Short problem: Copy out every line of the data below that contains the word "with".

Listed entries:

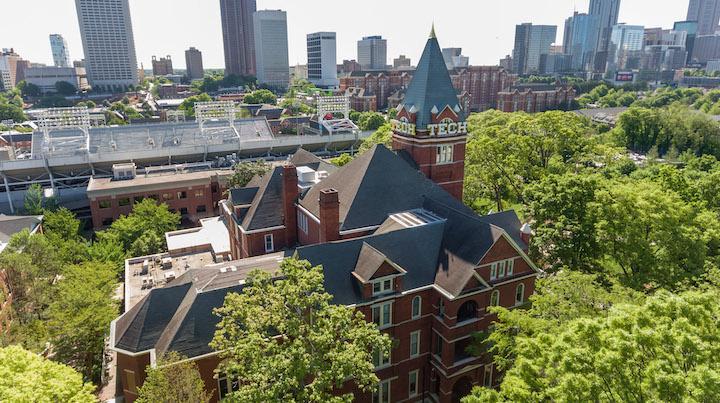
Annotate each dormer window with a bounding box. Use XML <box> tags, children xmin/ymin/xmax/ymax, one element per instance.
<box><xmin>373</xmin><ymin>278</ymin><xmax>393</xmax><ymax>297</ymax></box>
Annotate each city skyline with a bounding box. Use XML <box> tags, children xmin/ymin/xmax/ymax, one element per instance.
<box><xmin>0</xmin><ymin>0</ymin><xmax>688</xmax><ymax>69</ymax></box>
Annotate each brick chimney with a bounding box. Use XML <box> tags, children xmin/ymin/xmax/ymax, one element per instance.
<box><xmin>520</xmin><ymin>223</ymin><xmax>532</xmax><ymax>247</ymax></box>
<box><xmin>320</xmin><ymin>188</ymin><xmax>340</xmax><ymax>243</ymax></box>
<box><xmin>282</xmin><ymin>164</ymin><xmax>299</xmax><ymax>247</ymax></box>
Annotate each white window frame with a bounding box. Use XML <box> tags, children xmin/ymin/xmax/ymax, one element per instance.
<box><xmin>435</xmin><ymin>144</ymin><xmax>455</xmax><ymax>164</ymax></box>
<box><xmin>490</xmin><ymin>290</ymin><xmax>500</xmax><ymax>306</ymax></box>
<box><xmin>373</xmin><ymin>278</ymin><xmax>395</xmax><ymax>297</ymax></box>
<box><xmin>370</xmin><ymin>301</ymin><xmax>392</xmax><ymax>329</ymax></box>
<box><xmin>408</xmin><ymin>369</ymin><xmax>420</xmax><ymax>397</ymax></box>
<box><xmin>515</xmin><ymin>283</ymin><xmax>525</xmax><ymax>306</ymax></box>
<box><xmin>483</xmin><ymin>364</ymin><xmax>493</xmax><ymax>388</ymax></box>
<box><xmin>410</xmin><ymin>295</ymin><xmax>422</xmax><ymax>319</ymax></box>
<box><xmin>372</xmin><ymin>379</ymin><xmax>392</xmax><ymax>403</ymax></box>
<box><xmin>373</xmin><ymin>349</ymin><xmax>391</xmax><ymax>371</ymax></box>
<box><xmin>410</xmin><ymin>330</ymin><xmax>420</xmax><ymax>358</ymax></box>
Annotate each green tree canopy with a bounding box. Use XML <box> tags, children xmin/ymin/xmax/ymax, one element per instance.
<box><xmin>464</xmin><ymin>290</ymin><xmax>720</xmax><ymax>403</ymax></box>
<box><xmin>136</xmin><ymin>352</ymin><xmax>210</xmax><ymax>403</ymax></box>
<box><xmin>0</xmin><ymin>346</ymin><xmax>97</xmax><ymax>403</ymax></box>
<box><xmin>211</xmin><ymin>259</ymin><xmax>391</xmax><ymax>402</ymax></box>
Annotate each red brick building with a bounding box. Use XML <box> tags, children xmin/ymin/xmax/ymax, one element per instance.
<box><xmin>110</xmin><ymin>30</ymin><xmax>539</xmax><ymax>403</ymax></box>
<box><xmin>87</xmin><ymin>164</ymin><xmax>231</xmax><ymax>229</ymax></box>
<box><xmin>497</xmin><ymin>84</ymin><xmax>575</xmax><ymax>113</ymax></box>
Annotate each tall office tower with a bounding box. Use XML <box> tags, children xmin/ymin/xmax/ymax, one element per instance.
<box><xmin>513</xmin><ymin>23</ymin><xmax>557</xmax><ymax>75</ymax></box>
<box><xmin>563</xmin><ymin>11</ymin><xmax>578</xmax><ymax>55</ymax></box>
<box><xmin>50</xmin><ymin>34</ymin><xmax>71</xmax><ymax>67</ymax></box>
<box><xmin>152</xmin><ymin>55</ymin><xmax>173</xmax><ymax>76</ymax></box>
<box><xmin>588</xmin><ymin>0</ymin><xmax>620</xmax><ymax>71</ymax></box>
<box><xmin>185</xmin><ymin>47</ymin><xmax>205</xmax><ymax>80</ymax></box>
<box><xmin>75</xmin><ymin>0</ymin><xmax>138</xmax><ymax>92</ymax></box>
<box><xmin>220</xmin><ymin>0</ymin><xmax>257</xmax><ymax>76</ymax></box>
<box><xmin>253</xmin><ymin>10</ymin><xmax>290</xmax><ymax>90</ymax></box>
<box><xmin>687</xmin><ymin>0</ymin><xmax>720</xmax><ymax>35</ymax></box>
<box><xmin>307</xmin><ymin>32</ymin><xmax>340</xmax><ymax>88</ymax></box>
<box><xmin>673</xmin><ymin>21</ymin><xmax>698</xmax><ymax>63</ymax></box>
<box><xmin>569</xmin><ymin>14</ymin><xmax>600</xmax><ymax>71</ymax></box>
<box><xmin>358</xmin><ymin>35</ymin><xmax>387</xmax><ymax>70</ymax></box>
<box><xmin>606</xmin><ymin>24</ymin><xmax>645</xmax><ymax>72</ymax></box>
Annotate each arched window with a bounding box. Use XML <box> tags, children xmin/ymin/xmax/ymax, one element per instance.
<box><xmin>411</xmin><ymin>295</ymin><xmax>422</xmax><ymax>319</ymax></box>
<box><xmin>515</xmin><ymin>283</ymin><xmax>525</xmax><ymax>305</ymax></box>
<box><xmin>457</xmin><ymin>300</ymin><xmax>477</xmax><ymax>323</ymax></box>
<box><xmin>490</xmin><ymin>290</ymin><xmax>500</xmax><ymax>306</ymax></box>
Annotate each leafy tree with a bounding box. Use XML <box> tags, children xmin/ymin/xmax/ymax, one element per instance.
<box><xmin>463</xmin><ymin>291</ymin><xmax>720</xmax><ymax>403</ymax></box>
<box><xmin>211</xmin><ymin>259</ymin><xmax>391</xmax><ymax>402</ymax></box>
<box><xmin>526</xmin><ymin>174</ymin><xmax>603</xmax><ymax>272</ymax></box>
<box><xmin>0</xmin><ymin>346</ymin><xmax>97</xmax><ymax>403</ymax></box>
<box><xmin>330</xmin><ymin>153</ymin><xmax>353</xmax><ymax>167</ymax></box>
<box><xmin>358</xmin><ymin>124</ymin><xmax>392</xmax><ymax>153</ymax></box>
<box><xmin>97</xmin><ymin>199</ymin><xmax>180</xmax><ymax>253</ymax></box>
<box><xmin>55</xmin><ymin>81</ymin><xmax>77</xmax><ymax>96</ymax></box>
<box><xmin>136</xmin><ymin>352</ymin><xmax>210</xmax><ymax>403</ymax></box>
<box><xmin>48</xmin><ymin>263</ymin><xmax>118</xmax><ymax>383</ymax></box>
<box><xmin>227</xmin><ymin>160</ymin><xmax>271</xmax><ymax>189</ymax></box>
<box><xmin>23</xmin><ymin>183</ymin><xmax>45</xmax><ymax>215</ymax></box>
<box><xmin>244</xmin><ymin>90</ymin><xmax>277</xmax><ymax>105</ymax></box>
<box><xmin>178</xmin><ymin>93</ymin><xmax>212</xmax><ymax>117</ymax></box>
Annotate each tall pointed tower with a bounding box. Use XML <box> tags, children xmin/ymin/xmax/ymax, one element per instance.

Answer to this exercise:
Annotate each dormer window with a bounding box. Use XML <box> tags, children xmin/ymin/xmax/ymax, one element per instance.
Annotate each city skyline with a bounding box. Use XML <box> tags, children xmin/ymin/xmax/ymax, one element per instance.
Annotate each brick chimney with a bounding box. Use XML <box> tags, children xmin/ymin/xmax/ymax, one element per instance.
Annotate each white window frame with a bounding box. Use XML <box> tags, children xmin/ymin/xmax/ymax, one element per instance.
Annotate each green tree canopy with a bounding box. Use XML <box> tags, children xmin/ymin/xmax/ymax, one element per instance.
Annotate each red brick building with a bounding box. Use XML <box> tags, children xmin/ymin/xmax/ymax, one element per instance.
Annotate each tall office tower with a bounding box. Use XML <box> tags, children xmin/ymin/xmax/ymax, one element per instance.
Annotate each arched window with a bounding box. Use XML <box> tags, children xmin/ymin/xmax/ymax, one element per instance.
Annotate each leafy tree with a bounding box. Use XML <box> tags, children xmin/ymin/xmax/ymax, one element per instance.
Annotate each tall pointed tower with a bounding box. Use XML <box> tags, children xmin/ymin/xmax/ymax, one element per instance.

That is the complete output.